What is expected
Reproduce the entries exactly.

Listed records
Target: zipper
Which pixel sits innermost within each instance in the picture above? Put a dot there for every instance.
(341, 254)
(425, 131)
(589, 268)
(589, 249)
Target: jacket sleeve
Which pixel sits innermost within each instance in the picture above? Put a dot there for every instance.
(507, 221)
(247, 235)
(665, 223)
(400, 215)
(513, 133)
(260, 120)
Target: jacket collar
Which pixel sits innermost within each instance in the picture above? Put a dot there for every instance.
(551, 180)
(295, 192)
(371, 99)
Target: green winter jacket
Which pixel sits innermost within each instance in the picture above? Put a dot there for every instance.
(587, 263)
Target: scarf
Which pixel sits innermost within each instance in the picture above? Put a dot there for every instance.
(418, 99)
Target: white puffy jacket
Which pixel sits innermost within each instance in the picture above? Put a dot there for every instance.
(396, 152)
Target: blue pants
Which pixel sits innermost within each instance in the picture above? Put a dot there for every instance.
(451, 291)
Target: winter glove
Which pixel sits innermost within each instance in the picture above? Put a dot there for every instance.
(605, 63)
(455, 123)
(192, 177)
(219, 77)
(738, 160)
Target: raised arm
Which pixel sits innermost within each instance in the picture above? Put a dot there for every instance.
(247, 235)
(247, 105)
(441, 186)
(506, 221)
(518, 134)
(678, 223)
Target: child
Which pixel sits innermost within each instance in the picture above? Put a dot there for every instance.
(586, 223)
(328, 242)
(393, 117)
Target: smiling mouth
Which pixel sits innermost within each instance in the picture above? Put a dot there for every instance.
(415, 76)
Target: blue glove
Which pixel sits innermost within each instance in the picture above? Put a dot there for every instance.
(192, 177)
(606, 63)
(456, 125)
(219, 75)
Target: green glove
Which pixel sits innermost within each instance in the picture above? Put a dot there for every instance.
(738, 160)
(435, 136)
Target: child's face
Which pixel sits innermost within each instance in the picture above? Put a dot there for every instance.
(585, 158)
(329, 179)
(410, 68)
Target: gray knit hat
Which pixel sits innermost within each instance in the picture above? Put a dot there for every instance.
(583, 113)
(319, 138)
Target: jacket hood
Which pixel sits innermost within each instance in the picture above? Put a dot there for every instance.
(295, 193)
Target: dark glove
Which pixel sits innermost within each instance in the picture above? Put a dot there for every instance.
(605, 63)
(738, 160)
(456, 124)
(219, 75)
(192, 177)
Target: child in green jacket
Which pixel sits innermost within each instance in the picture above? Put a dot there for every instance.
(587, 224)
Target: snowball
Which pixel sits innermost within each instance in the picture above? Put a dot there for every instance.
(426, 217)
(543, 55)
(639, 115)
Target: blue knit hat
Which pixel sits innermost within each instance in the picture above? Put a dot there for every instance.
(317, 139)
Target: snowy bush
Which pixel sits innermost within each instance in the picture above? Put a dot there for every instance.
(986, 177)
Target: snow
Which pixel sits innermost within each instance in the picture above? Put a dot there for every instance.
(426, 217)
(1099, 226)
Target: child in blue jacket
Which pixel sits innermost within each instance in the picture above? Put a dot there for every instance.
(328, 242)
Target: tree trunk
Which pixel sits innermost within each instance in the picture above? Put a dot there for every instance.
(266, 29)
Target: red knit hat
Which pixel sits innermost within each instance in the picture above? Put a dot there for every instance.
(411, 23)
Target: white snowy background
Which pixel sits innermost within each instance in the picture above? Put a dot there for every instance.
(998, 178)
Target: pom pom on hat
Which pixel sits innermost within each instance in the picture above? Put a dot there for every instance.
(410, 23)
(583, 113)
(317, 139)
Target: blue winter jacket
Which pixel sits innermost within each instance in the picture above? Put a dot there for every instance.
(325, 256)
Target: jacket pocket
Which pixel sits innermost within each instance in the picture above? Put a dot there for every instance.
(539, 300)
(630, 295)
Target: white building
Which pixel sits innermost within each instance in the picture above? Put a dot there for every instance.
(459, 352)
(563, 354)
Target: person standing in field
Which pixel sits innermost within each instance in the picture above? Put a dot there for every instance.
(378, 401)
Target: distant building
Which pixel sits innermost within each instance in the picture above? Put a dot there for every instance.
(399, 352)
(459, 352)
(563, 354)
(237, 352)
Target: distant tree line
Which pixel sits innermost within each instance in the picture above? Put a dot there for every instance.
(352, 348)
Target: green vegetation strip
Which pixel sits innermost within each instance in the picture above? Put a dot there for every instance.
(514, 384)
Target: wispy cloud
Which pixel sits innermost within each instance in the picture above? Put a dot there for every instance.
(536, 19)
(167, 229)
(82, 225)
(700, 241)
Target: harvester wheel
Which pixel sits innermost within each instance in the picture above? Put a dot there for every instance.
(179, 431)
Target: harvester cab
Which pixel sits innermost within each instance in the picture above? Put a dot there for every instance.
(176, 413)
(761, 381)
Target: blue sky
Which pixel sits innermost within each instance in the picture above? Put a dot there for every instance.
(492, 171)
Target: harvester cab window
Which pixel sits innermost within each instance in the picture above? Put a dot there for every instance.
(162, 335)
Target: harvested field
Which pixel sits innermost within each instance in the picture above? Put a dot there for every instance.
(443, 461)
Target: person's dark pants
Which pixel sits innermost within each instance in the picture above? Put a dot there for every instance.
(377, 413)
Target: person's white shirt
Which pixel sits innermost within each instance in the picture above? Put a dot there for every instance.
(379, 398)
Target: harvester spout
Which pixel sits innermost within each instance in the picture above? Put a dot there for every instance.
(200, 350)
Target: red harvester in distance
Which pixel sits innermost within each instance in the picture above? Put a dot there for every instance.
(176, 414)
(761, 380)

Full response
Target: zipper
Which pixel sits innermost within each instance in the picture above? Put a dot there for every instance.
(341, 254)
(425, 131)
(589, 268)
(589, 249)
Target: jacket sleeve
Which pixel sits innermost within each instance in the picture above? Put a dot there for every instance.
(507, 221)
(247, 235)
(665, 223)
(400, 215)
(513, 133)
(260, 120)
Target: jacket collar
Which pixel sits innermost within each instance in the picture above? Put a dot there for every instance.
(551, 180)
(295, 192)
(371, 99)
Target: green winter jacket
Which pixel sits innermost within each instance in the picture above? Put a dot there for every instance.
(587, 263)
Target: scarf
Which pixel sits innermost within each instance in the picture above? Put a dot there for every instance.
(418, 99)
Target: white puffy jacket
Which pixel sits innermost within each instance in the picture above? Put a dot there for every instance.
(396, 152)
Target: blue pants
Which pixel sits innermost within each instance in the picture above? Put a dot there for every instance.
(451, 291)
Target: winter glove
Which pixel sits innermost within each instance in the picture above? Put a dot there for every instance.
(605, 63)
(455, 123)
(192, 177)
(219, 77)
(738, 160)
Target: raised arm
Which pixel sits innermost within each instance in the picture above? Put a dot there for every instance.
(247, 235)
(247, 105)
(441, 186)
(506, 221)
(518, 134)
(678, 223)
Target: child
Which pixel sits innermost within each instance in the picture above? Put a dot there for every instance.
(586, 223)
(328, 242)
(393, 117)
Target: smiling mouth
Which pixel sits innermost within each instance in the picture above? Put a dot there for every instance.
(415, 76)
Target: blue glove
Which pixel sits innermost within each instance in the picture above? Put a dot there for every instance.
(192, 177)
(606, 63)
(456, 125)
(219, 75)
Target: green glove
Which pixel sits innermost within each instance in the picture above? Put a dot there for every instance.
(738, 160)
(435, 136)
Target: child's face
Which pixel sits innermost within each instance in the picture above? Put a dot there for every instance.
(585, 158)
(329, 179)
(410, 68)
Target: gray knit hat
Which pixel sits innermost within each instance in the picture above? Put a dot there for every instance.
(583, 113)
(319, 138)
Target: jacket hood
Which pixel sits innermost within each instance in the picture above? Put a dot there for every instance.
(295, 193)
Target: dark glove
Which pixel sits innermost within each instance in the picture above? Put a dot there for every instance.
(605, 63)
(738, 160)
(456, 124)
(219, 75)
(192, 177)
Target: child in green jacket
Which pixel sits innermost within each instance in the picture above? Put a dot there for every instance.
(587, 224)
Target: snowball
Which pixel sits innermost within each instance in the picture above? Put a dot there for every instance.
(426, 217)
(543, 55)
(639, 115)
Target: blue knit hat
Which pixel sits innermost within each instance in the picture above? Put a dot there for every instance.
(317, 139)
Target: snowy bush
Which pixel sits innermost within each instance in the picture above? Put a dot there for every instance.
(986, 177)
Target: snow
Which pixel sits innermost within each instance in the picture above? Put a dot there for every instance.
(426, 217)
(1099, 226)
Target: child in blue jacket
Which pixel sits innermost within each instance in the picture above? Put a dot there for every instance.
(328, 242)
Target: tree trunk
Which pixel sits innermost within each instance in the picture above? Put a dot there for every instance.
(266, 29)
Target: red knit hat
Which pixel sits innermost within each instance in the picture above? Put a dot there for every instance.
(411, 23)
Target: white snowy background
Which pixel sits innermost within each instance in the picture above? Put a dot there for every instance.
(998, 178)
Target: pom pom on hat
Which pixel sits innermost within each instance in the picture above? Put a dot there for every instance.
(410, 23)
(583, 113)
(317, 139)
Target: blue winter jacket
Which pixel sits innermost within each instance in the picture above? Put a dot there for every instance.
(325, 256)
Target: jacket pocket
Which pixel sits innermost within each instance in the picture above? Put a dot there for every instance.
(539, 300)
(630, 295)
Target: white building
Which pixel sits innermost within each instance in the picture above? Put a dot there for every instance.
(459, 352)
(563, 354)
Target: person standing in field
Which pixel sits innermost within each instance in the picture above? Put a dot there for every instance.
(378, 401)
Target: distant building
Which pixel sits innermost within each instance in the picture above? Put a dot there for every instance.
(399, 352)
(459, 352)
(563, 354)
(237, 352)
Target: distant tree line
Which pixel sits innermost within each instance in the picture above? Put a dot there for every instance.
(352, 348)
Target: green vegetation strip
Which pixel sits innermost within each instance in the picture above? Put a dot there for every instance.
(514, 384)
Target: wispy cloud
Which pixel sits innermost within each instance in the picture above? Put a dot there for every instance.
(536, 19)
(167, 229)
(82, 225)
(700, 241)
Target: harvester wheel
Which pixel sits innermost within each instance in the picture above? Put a dot there for every instance.
(179, 431)
Target: harvester cab
Which pixel sits innermost within each instance in the picture above? Put a dot there for every instance.
(176, 413)
(761, 381)
Target: blue sky
Which pixel sits innermost within each instance in the picture above? Put a dot there for every instance.
(492, 171)
Target: harvester cab window
Which pixel sits innermost within each instance in the picture above? Put a dot there for every instance.
(162, 335)
Target: harvested field
Which pixel sits innermost within each instance in the picture above? Put a dot there for every instance.
(443, 461)
Target: person's dark pants
Which pixel sits innermost within each instance in the picture above? Put a dot there for every instance.
(377, 413)
Target: person's white shirt
Which pixel sits innermost within each instance in the picture above? Put a dot there for every instance.
(379, 398)
Target: harvester spout
Which pixel sits innermost within each instance in the picture above? Put a dot there for every instance.
(200, 350)
Target: red harvester in distance
Which pixel sits innermost within each instance in the picture above? Put a dot there for every instance.
(176, 414)
(761, 380)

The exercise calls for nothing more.